▸ **REQUIREMENT**: Extract each of the lines below that includes the word "building".

═══ STORED RECORDS ═══

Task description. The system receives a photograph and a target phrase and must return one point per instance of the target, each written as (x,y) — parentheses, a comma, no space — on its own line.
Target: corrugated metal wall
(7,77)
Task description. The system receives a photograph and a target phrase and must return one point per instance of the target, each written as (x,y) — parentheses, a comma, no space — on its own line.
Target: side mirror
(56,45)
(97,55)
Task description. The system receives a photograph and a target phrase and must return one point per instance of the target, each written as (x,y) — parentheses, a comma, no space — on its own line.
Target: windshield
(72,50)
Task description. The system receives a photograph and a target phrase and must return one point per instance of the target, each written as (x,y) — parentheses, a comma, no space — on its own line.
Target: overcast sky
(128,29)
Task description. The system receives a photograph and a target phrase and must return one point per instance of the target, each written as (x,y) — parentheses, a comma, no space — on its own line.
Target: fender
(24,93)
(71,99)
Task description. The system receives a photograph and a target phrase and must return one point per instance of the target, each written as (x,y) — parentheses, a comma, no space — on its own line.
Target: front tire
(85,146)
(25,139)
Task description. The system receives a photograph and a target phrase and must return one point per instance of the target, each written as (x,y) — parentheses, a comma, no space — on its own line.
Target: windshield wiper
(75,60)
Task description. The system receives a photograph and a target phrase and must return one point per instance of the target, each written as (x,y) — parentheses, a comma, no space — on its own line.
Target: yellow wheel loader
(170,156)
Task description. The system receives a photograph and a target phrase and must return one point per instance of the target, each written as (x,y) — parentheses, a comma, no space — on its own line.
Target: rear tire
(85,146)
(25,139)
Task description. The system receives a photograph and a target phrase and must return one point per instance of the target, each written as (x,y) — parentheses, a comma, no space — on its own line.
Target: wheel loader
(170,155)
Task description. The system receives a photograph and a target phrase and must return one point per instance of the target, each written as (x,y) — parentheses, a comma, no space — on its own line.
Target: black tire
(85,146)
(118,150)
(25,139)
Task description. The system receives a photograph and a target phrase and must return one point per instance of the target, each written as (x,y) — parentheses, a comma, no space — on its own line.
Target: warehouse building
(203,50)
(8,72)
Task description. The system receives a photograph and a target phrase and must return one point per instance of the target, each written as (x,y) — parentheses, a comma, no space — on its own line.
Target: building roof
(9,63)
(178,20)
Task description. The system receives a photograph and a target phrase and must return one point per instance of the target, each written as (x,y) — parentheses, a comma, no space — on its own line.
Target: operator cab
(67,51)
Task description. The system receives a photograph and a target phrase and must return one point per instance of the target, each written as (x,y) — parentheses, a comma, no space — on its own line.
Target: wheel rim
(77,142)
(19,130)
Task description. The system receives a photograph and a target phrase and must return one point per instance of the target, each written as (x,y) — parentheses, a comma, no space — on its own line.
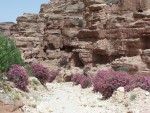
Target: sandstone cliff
(90,32)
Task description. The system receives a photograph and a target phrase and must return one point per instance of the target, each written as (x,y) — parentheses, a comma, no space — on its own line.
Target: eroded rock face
(90,31)
(5,28)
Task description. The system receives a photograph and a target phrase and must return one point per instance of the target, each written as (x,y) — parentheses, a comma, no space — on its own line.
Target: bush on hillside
(53,75)
(40,72)
(9,54)
(18,76)
(63,61)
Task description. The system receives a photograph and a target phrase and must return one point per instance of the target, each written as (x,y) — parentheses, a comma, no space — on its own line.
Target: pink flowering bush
(40,72)
(53,75)
(107,81)
(81,79)
(18,75)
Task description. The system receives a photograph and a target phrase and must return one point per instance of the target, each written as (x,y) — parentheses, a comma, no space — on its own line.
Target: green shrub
(9,54)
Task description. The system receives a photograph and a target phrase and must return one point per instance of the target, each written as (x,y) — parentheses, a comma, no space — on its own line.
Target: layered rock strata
(90,32)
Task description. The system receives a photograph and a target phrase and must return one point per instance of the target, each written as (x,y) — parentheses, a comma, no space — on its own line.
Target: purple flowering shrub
(53,75)
(81,79)
(63,61)
(18,75)
(107,81)
(40,72)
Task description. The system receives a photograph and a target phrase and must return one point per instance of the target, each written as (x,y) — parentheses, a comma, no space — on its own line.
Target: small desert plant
(40,72)
(53,75)
(63,61)
(133,97)
(9,54)
(85,82)
(18,75)
(107,81)
(80,23)
(81,79)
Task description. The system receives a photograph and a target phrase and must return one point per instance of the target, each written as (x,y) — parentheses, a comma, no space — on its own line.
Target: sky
(11,9)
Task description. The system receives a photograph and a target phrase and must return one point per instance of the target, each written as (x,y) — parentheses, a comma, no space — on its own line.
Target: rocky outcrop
(5,28)
(90,32)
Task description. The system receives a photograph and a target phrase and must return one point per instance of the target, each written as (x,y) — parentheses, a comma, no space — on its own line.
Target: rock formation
(90,32)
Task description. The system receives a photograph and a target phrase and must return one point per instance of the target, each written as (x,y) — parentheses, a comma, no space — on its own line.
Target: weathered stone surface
(5,28)
(93,31)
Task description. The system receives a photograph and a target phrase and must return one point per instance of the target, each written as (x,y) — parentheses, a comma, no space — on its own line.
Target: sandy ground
(67,98)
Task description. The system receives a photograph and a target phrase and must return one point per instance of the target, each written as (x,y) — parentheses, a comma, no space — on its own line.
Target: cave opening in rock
(76,60)
(145,42)
(100,58)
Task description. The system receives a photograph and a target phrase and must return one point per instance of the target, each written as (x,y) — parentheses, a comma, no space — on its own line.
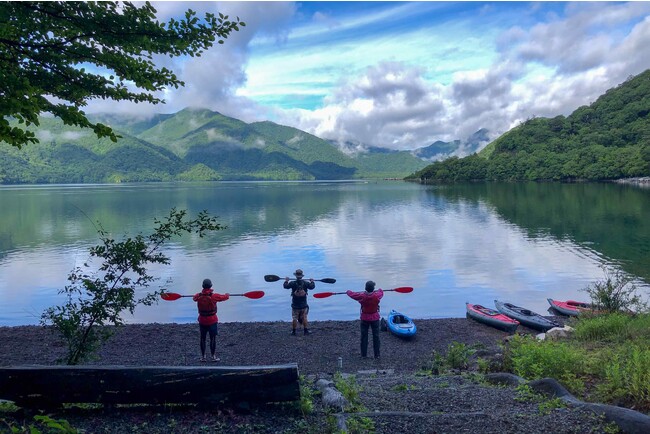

═══

▸ **COMPLETED EXERCISE**:
Target: warehouse building
Target: building roof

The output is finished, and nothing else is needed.